### PROVIDED PASSAGE:
ROANOKE TIMES Copyright (c) 1995, Roanoke Times DATE: Saturday, December 23, 1995 TAG: 9512250014 SECTION: VIRGINIA PAGE: B-1 EDITION: METRO DATELINE: LYNCHBURG SOURCE: DAVID M. POOLE STAFF WRITER
ELLIOT SCHEWEL looks forward to seeing the world, now that he's leaving the state Senate. Just don't ask him about his successor.... This January, for the first time in 20 years, Elliot Schewel will not be packing his bags for the state Senate session in Richmond.
Instead, Schewel and his wife, Rosel, will be packing a steamer trunk for a cruise around the southern tip of South America. The journey will be the maiden voyage in his retirement from elected office.
"I'm 71," Schewel says, "and I don't know how many days and years I have left. There are so many things I want to do besides politics. I want to travel, spend time with my grandchildren. I want to learn to use a computer. I want to learn how to play bridge."
Schewel, whose district covers Bedford and Bedford County, established a reputation as the consummate gentleman, the ethical conscience of the Senate and a quietly effective lawmaker.
"This is the fairest man alive," says Norma Szakal, a lawyer for the Senate Education and Health Committee, which Schewel headed. "Even when people came before the committee whose bills he could not stand, he treated them fairly."
Schewel leaves with one small regret: His departure leaves Senate Democrats with a tenuous grip on power with the upper chamber in a 20-20 deadlock.
"I have real guilt feelings about the way the elections turned out," says Schewel, who would have provided the 21st vote for Democrats if he had sought a sixth term and won. "In essence, I put my own personal interests above the party's. I'm sorry, but that's what I had to do."
Schewel's interest in politics grew out of a sense of civic responsibility instilled by his family, which runs a chain of furniture stores based in Lynchburg.
His grandfather, Elias Schewel, was the first rabbi in Lynchburg when he arrived in the late 19th century. He found it difficult to make a living in a city known for the spires of its many Christian churches, so the elder Schewel turned to peddling pots, pans and other wares from a horse-drawn wagon.
In 1897, he opened a store on 12th Street in downtown Lynchburg. The Schewel franchise was born. His three sons, including Elliot's father, Abe, joined the business.
Folk in Lynchburg still talk of the family's generosity during the Depression, when the Schewels extended credit as other merchants were calling in loans.
Abe Schewel served on City Council and was a leader in many civic activities.
Elliot joined the furniture business and married Rosel, a bright, energetic woman from Baltimore.

### WHAT YOU HAVE TO DO:
Reproduce the passage of the article on Elliot Schewel's retirement that begins at the words "ROANOKE TIMES Copyright" and stops after the words "session in Richmond.".

Position annotation records

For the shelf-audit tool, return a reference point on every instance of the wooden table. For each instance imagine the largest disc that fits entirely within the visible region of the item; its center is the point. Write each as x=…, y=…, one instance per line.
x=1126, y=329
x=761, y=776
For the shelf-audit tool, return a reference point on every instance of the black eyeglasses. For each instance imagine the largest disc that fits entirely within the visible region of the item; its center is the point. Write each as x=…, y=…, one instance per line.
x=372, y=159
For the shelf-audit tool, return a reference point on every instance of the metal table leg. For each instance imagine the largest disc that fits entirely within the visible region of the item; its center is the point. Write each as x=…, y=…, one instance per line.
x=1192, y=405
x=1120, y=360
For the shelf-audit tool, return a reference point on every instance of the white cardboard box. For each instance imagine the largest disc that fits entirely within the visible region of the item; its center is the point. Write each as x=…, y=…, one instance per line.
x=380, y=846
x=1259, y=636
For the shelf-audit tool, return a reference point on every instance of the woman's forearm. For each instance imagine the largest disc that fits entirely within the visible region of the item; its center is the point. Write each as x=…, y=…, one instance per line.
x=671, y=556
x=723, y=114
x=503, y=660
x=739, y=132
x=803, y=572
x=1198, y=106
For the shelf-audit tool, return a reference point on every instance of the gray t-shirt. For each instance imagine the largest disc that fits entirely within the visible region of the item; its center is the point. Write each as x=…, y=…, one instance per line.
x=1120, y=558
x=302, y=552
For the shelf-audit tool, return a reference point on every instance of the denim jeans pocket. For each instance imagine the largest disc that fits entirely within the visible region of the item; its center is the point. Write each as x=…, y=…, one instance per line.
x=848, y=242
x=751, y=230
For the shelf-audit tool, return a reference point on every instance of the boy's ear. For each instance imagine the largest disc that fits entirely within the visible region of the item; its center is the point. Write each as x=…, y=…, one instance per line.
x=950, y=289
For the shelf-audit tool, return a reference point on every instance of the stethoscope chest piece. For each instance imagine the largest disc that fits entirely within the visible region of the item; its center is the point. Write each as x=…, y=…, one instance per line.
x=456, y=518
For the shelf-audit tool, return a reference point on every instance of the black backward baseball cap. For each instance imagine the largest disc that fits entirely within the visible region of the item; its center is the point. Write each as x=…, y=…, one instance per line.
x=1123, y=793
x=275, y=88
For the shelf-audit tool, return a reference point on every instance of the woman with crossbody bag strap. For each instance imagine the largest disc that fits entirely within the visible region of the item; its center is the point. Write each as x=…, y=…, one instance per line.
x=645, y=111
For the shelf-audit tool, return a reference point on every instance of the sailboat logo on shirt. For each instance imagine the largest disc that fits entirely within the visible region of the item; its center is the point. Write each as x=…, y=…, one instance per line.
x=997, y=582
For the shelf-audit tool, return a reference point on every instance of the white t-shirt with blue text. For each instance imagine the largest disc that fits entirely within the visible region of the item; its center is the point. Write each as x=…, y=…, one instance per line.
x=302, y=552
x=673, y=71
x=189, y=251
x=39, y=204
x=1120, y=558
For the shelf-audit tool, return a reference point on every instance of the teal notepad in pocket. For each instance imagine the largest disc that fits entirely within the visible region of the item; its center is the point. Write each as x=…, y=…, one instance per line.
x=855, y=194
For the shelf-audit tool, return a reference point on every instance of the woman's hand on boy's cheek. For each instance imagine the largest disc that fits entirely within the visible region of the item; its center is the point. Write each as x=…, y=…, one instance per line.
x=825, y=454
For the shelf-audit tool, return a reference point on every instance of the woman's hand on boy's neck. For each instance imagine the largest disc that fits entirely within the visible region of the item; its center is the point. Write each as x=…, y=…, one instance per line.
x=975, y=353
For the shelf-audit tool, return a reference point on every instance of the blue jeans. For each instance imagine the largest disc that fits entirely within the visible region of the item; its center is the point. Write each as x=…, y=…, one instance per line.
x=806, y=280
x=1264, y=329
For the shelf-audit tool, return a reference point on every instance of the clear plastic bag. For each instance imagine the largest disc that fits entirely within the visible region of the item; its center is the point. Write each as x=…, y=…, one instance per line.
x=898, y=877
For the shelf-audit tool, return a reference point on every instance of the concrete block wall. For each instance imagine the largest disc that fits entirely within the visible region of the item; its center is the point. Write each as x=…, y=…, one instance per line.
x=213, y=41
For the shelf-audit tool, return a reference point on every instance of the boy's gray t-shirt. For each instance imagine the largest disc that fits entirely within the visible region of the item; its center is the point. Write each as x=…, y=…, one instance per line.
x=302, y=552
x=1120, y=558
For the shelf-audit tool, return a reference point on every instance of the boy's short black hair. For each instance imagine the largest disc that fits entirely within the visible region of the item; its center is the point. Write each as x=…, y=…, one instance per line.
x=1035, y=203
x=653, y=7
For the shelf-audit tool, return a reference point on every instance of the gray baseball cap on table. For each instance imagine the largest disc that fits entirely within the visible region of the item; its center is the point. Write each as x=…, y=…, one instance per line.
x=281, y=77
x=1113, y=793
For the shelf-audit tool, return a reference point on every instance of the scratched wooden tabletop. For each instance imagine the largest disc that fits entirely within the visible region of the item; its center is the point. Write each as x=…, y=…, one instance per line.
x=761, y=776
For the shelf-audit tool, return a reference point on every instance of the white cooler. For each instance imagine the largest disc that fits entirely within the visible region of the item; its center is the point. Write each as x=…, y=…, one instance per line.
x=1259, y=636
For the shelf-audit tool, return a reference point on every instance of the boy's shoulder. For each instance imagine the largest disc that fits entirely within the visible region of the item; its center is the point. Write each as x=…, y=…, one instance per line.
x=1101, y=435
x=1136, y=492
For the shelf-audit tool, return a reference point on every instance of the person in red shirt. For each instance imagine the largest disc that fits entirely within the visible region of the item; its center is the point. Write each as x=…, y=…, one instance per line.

### ANSWER:
ROANOKE TIMES Copyright (c) 1995, Roanoke Times DATE: Saturday, December 23, 1995 TAG: 9512250014 SECTION: VIRGINIA PAGE: B-1 EDITION: METRO DATELINE: LYNCHBURG SOURCE: DAVID M. POOLE STAFF WRITER
ELLIOT SCHEWEL looks forward to seeing the world, now that he's leaving the state Senate. Just don't ask him about his successor.... This January, for the first time in 20 years, Elliot Schewel will not be packing his bags for the state Senate session in Richmond.